> [Selected extract]:
Research in our lab focuses on the development of new chemical tools for biomedical applications, as well as the synthesis of dynamically responsive materials. Philosophically, we take the view that many problems in biology and materials science are at heart problems in mechanistic physical organic chemistry. Using a joint theoretical/experimental approach, we design and synthesize new materials that have applications in biomedicine and materials science.
Photocages are light-sensitive chemical protecting groups that mask a substrate through a covalent linkage that renders the substrate inert. Upon irradiation, light is absorbed by the photocage and the substrate is released, restoring the substrate’s biological activity. These chemical tools are extremely valuable in biological settings because they allow investigators to control when, where, and how much of a bioactive substrate is released using targeted pulses of focused light. Released cargos can include drugs, dyes, ions, signaling agents, neurotransmitters, nucleotides, or bioactive small molecules.

> [Work order 1]:
Summarize the research overview in two sentences.
> [Work order 2]:
Reproduce the research overview word for word between "Photocages are light-sensitive" and "bioactive small molecules.", inclusive.
The data after this overview is separate material and has no connection to it.

> [Extracted data]:
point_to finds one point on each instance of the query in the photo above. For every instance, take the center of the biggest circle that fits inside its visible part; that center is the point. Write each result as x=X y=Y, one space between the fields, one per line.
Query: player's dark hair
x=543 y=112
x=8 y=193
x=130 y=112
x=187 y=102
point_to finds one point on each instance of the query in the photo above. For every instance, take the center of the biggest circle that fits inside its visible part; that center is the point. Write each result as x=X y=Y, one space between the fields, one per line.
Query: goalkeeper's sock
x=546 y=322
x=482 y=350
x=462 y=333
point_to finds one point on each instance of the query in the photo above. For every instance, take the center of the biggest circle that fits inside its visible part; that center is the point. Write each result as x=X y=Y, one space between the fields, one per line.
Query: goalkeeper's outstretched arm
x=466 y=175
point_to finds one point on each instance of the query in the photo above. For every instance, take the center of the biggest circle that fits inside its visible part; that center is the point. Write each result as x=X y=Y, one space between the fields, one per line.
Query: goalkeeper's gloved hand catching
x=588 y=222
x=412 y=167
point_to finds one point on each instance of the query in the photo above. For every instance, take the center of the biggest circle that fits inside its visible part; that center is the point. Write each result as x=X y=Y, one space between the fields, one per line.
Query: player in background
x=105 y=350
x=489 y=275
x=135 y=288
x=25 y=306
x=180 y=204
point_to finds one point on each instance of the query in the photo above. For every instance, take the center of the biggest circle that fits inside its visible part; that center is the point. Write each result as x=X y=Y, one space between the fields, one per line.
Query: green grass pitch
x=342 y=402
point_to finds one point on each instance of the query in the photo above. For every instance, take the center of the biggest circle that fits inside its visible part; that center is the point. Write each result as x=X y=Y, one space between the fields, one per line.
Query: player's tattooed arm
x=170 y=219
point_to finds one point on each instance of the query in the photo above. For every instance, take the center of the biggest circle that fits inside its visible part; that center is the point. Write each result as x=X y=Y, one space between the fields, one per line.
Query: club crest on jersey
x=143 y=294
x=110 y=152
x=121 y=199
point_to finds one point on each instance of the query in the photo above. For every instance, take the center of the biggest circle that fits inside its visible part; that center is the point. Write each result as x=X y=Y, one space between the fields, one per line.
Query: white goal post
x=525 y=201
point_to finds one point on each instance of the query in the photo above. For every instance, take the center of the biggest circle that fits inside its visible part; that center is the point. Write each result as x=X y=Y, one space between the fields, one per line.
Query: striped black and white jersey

> [Answer area 1]:
The lab develops new chemical tools for biomedical applications and synthesizes dynamically responsive materials, using a joint theoretical and experimental approach grounded in mechanistic physical organic chemistry. Its photocages are light-sensitive protecting groups that keep a substrate inert until irradiation releases it, so investigators can use focused light to control when, where, and how much of a bioactive cargo is released.

> [Answer area 2]:
Photocages are light-sensitive chemical protecting groups that mask a substrate through a covalent linkage that renders the substrate inert. Upon irradiation, light is absorbed by the photocage and the substrate is released, restoring the substrate’s biological activity. These chemical tools are extremely valuable in biological settings because they allow investigators to control when, where, and how much of a bioactive substrate is released using targeted pulses of focused light. Released cargos can include drugs, dyes, ions, signaling agents, neurotransmitters, nucleotides, or bioactive small molecules.